> D'APRÈS LES INFORMATIONS
**1)** Les affirmations suivantes concordent-elles avec l'article sur la peste noire ? Pour chacune, répondez par oui ou non et citez mot pour mot le passage décisif.
(a) L'étude a paru dans « Nature » le 19 octobre.
(b) La peste noire a tué 60 % de la population.
(c) Les chercheurs ont identifié six gènes soumis à une sélection.
**2)** Recopiez sans rien changer tout le passage de l'article sur la peste noire qui va de « Les auteurs se » jusqu'à « système immunitaire depuis. ».

> TEXTE SOURCE
▽

Des gènes qui nous rendent aujourd'hui plus susceptibles à certaines pathologies auto-immunes auraient-ils pu être jadis protecteurs ? C'est ce que met en évidence une étude publiée ce 19 octobre dans « Nature » par des scientifiques de l'Institut Pasteur, de l’Université McMaster et de l’Université de Chicago.
Les chercheurs ont travaillé sur la peste bubonique qui a sévi en Europe, Asie et Afrique il y a près de 700 ans, au Moyen-Âge. Cette « peste noire », dont l'agent pathogène est la bactérie Yersinia pestis, est l'évènement le plus meurtrier de toute l'histoire, tuant 30 à 50 % de la population. « Quand une pandémie de cette ampleur a lieu, il y a nécessairement chez l'Homme une sélection en faveur des allèles protecteurs, ce qui implique que les personnes susceptibles au pathogène circulant vont décéder. Le moindre avantage sélectif fera la différence entre survie ou décès. Bien entendu, les survivants en âge de procréer transmettront leurs gènes », explique le biologiste spécialiste de génétique évolutive Hendrik Poinar, co-dernier auteur de l’étude, directeur de l’Ancient DNA Centre de l’Université McMaster.
Les auteurs se sont penchés sur 206 échantillons d'ADN anciens exploitables, extraits de restes d'individus décédés avant, durant ou après la peste noire, mais aussi au Danemark. En comparant l’ADN de victimes et de survivants de la pandémie de peste noire datant de plusieurs siècles, les scientifiques ont identifié des différences génétiques clés expliquant la survie ou le décès des malades et l’évolution de notre système immunitaire depuis.
40 à 50 % de chance de survie
Ils ont en particulier identifié quatre gènes soumis à une sélection, tous impliqués dans la production de protéines de défense contre des pathogènes. Les chercheurs ont découvert que certains allèles (des versions du gène) conféraient une protection contre la maladie : les individus porteurs de deux copies identiques d’un gène particulier, nommé ERAP2, avaient un taux de survie 40 à 50 % supérieur par rapport à ceux dotés d’allèles différents.
À partir de cellules humaines, les scientifiques ont étudié l’interaction entre la bactérie Y. pestis et les cellules immunitaires en fonction de leurs allèles ERAP2. Ils ont analysé comment les macrophages neutralisaient la bactérie Y. pestis. « Les résultats étaient catégoriques. Les « bonnes » copies du gène ERAP2 permettaient une neutralisation plus efficace de Y. pestis par les cellules immunitaires. Avoir la bonne version d'ERAP2 semble avoir été déterminant pour que les cellules immunitaires soient capables de détruire les bactéries Yersinia pestis », commente Christian Demeure, chercheur au sein de l'unité Yersinia à l'Institut Pasteur.

△

> DONNÉES FOURNIES
▽

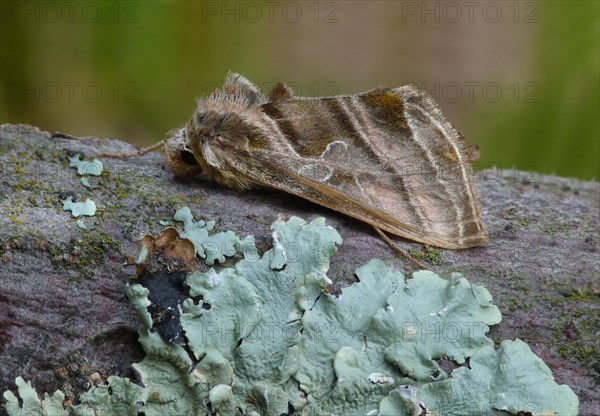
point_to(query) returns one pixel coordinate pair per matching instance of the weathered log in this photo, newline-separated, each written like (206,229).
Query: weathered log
(65,321)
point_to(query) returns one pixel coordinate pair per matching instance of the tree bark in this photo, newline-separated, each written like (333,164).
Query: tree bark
(65,321)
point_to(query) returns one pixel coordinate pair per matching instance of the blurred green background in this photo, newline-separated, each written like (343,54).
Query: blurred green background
(519,78)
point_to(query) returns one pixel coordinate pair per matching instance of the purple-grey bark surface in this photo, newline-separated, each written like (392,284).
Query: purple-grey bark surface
(65,320)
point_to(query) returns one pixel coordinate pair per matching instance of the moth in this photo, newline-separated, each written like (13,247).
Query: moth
(387,157)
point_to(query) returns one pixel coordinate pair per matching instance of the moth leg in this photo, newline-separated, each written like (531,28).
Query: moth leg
(133,154)
(400,251)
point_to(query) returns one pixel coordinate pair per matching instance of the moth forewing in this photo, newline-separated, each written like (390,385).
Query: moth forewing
(386,157)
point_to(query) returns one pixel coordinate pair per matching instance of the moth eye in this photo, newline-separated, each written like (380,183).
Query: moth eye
(188,157)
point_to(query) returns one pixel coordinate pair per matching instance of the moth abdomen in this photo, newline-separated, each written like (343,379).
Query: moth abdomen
(387,157)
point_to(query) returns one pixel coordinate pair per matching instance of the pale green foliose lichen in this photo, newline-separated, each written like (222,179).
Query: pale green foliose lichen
(266,336)
(79,208)
(85,183)
(211,248)
(85,167)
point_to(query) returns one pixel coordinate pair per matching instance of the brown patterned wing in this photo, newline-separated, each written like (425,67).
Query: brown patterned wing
(386,157)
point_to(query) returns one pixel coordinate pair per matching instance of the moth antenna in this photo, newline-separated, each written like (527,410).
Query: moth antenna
(133,154)
(400,251)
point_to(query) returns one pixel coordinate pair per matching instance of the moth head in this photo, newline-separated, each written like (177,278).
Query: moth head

△

> RÉPONSES
**1)**
(a) Oui : « une étude publiée ce 19 octobre dans « Nature » ».
(b) Non : « tuant 30 à 50 % de la population ».
(c) Non : « Ils ont en particulier identifié quatre gènes soumis à une sélection ».

**2)**
Les auteurs se sont penchés sur 206 échantillons d'ADN anciens exploitables, extraits de restes d'individus décédés avant, durant ou après la peste noire, mais aussi au Danemark. En comparant l’ADN de victimes et de survivants de la pandémie de peste noire datant de plusieurs siècles, les scientifiques ont identifié des différences génétiques clés expliquant la survie ou le décès des malades et l’évolution de notre système immunitaire depuis.